Input for this task START
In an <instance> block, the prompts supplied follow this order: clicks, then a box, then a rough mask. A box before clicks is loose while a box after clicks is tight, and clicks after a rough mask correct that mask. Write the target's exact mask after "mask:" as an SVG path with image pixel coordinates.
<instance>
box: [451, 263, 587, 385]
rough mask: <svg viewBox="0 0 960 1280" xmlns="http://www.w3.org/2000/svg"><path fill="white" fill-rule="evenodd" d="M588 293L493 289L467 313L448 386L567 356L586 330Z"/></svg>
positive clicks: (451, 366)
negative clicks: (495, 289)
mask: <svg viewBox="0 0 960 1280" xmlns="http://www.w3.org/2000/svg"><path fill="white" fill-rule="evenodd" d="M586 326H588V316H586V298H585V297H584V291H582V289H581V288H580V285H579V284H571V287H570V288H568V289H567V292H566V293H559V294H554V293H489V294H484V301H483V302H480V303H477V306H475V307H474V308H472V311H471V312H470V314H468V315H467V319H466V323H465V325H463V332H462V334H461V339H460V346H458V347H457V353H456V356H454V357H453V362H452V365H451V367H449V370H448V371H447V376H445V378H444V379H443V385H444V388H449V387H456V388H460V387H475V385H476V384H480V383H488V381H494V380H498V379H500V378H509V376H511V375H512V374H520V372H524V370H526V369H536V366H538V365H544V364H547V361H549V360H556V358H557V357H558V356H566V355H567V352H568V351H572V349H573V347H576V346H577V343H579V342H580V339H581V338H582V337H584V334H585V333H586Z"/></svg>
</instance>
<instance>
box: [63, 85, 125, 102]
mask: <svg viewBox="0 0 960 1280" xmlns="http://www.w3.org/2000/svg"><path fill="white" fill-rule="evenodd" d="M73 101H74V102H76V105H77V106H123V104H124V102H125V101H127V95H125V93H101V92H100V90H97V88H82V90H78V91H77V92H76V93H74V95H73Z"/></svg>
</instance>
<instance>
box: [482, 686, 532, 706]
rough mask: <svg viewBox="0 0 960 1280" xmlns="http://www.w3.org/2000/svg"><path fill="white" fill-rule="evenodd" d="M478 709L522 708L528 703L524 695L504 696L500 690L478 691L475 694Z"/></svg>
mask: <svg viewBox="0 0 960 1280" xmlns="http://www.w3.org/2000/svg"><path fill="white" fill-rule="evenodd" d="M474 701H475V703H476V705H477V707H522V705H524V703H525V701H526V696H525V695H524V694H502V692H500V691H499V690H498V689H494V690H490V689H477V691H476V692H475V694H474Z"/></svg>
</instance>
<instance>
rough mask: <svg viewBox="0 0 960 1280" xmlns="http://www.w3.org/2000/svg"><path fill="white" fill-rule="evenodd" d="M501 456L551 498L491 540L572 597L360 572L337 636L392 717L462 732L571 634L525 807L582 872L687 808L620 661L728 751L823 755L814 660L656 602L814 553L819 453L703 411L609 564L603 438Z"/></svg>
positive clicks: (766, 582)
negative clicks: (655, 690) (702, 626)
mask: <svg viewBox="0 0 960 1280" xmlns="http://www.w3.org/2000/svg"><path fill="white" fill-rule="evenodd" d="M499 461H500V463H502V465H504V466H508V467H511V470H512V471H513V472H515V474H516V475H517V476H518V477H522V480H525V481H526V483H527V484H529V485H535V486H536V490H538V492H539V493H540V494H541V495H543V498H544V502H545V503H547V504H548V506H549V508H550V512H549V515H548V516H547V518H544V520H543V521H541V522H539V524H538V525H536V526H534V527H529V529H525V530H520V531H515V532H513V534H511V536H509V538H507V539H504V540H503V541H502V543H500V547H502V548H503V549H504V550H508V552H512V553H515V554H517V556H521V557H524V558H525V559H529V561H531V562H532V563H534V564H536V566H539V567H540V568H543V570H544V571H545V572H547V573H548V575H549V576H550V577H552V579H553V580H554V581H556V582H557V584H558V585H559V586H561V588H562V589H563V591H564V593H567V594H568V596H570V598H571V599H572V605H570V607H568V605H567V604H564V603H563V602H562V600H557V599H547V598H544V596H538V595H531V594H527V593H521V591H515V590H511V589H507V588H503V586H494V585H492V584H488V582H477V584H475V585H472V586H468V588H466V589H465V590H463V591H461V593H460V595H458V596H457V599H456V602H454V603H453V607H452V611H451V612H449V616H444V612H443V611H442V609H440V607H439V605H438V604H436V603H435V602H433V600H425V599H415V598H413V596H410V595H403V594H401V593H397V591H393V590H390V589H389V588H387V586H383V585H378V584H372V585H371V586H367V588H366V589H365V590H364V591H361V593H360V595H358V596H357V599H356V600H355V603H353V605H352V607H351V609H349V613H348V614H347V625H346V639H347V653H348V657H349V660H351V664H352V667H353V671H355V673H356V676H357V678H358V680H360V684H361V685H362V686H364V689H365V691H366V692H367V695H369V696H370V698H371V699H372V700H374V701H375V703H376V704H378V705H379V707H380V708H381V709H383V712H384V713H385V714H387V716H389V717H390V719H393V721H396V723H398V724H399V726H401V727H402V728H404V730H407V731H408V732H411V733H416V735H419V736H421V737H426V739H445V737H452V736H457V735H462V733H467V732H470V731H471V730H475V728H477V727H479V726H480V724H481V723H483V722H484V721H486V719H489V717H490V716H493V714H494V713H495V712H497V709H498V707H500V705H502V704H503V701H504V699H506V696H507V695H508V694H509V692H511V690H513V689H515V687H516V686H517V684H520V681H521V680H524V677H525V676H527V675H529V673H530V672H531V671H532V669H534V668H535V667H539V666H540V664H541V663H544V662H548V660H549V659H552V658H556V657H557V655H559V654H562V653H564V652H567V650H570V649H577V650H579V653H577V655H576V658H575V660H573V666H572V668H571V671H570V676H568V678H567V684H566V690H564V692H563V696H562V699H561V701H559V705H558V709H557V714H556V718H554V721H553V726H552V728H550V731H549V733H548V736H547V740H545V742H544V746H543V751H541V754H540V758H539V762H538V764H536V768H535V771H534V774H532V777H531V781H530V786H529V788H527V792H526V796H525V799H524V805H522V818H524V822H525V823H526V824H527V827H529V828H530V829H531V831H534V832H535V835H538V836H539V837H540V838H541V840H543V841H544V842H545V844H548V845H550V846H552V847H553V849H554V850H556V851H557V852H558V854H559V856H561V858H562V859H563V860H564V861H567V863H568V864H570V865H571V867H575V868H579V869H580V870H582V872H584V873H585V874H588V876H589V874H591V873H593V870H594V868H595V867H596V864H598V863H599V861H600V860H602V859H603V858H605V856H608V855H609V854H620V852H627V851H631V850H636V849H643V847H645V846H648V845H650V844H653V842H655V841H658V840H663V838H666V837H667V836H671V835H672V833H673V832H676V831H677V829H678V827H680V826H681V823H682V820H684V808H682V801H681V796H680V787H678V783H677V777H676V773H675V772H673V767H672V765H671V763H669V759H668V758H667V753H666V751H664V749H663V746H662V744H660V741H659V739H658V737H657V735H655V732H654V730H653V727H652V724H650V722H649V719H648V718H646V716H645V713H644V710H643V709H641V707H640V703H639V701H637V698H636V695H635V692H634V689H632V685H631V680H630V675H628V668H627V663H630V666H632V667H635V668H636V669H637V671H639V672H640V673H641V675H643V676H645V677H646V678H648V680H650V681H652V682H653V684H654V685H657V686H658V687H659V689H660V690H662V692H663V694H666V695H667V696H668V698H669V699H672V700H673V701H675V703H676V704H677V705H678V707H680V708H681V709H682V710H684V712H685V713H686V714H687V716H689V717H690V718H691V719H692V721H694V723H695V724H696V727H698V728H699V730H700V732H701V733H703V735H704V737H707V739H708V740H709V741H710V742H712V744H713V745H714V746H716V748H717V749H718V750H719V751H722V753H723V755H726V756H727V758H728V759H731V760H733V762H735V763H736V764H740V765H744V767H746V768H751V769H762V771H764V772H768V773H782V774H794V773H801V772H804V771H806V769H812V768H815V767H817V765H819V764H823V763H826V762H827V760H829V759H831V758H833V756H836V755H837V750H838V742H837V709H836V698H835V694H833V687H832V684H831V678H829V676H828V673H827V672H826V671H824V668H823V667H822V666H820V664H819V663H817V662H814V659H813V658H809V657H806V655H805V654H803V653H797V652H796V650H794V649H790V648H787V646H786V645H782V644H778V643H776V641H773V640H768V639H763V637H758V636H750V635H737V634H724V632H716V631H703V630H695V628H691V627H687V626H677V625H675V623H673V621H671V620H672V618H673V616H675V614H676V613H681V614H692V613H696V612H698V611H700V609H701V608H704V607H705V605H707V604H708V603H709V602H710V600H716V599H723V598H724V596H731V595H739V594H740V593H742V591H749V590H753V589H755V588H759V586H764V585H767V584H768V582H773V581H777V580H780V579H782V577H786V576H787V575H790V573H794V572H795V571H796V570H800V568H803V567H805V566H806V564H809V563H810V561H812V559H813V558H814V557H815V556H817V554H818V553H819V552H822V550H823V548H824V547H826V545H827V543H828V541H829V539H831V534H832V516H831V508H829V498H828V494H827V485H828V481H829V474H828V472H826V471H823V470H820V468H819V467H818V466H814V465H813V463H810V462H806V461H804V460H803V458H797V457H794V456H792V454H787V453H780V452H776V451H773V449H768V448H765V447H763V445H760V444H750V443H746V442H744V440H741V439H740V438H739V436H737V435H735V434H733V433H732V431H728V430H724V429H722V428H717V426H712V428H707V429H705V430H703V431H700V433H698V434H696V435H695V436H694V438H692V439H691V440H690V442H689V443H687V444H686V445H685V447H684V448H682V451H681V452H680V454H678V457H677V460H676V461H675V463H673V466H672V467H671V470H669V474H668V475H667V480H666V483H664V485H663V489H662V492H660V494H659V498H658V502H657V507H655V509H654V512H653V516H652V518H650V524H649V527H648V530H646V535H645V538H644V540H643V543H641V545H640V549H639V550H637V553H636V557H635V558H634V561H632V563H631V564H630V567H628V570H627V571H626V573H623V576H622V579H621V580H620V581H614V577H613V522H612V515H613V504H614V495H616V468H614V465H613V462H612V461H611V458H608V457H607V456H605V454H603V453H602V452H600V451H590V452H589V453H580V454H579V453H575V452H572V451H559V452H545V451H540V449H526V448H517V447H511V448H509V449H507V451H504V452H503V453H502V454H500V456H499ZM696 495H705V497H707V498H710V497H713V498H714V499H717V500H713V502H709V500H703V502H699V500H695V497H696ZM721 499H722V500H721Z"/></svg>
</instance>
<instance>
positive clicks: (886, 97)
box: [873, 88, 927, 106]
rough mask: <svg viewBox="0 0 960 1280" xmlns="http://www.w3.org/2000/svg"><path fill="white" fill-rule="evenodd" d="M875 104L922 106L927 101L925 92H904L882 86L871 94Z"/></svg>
Input for this task END
= Your task =
Output these and nothing else: the lines from the one holding "box: [873, 88, 927, 106]" through the final line of the entries above, exactly as they appear.

= Result of the exercise =
box: [873, 88, 927, 106]
rough mask: <svg viewBox="0 0 960 1280" xmlns="http://www.w3.org/2000/svg"><path fill="white" fill-rule="evenodd" d="M875 104L922 106L927 101L925 92H904L882 86L871 94Z"/></svg>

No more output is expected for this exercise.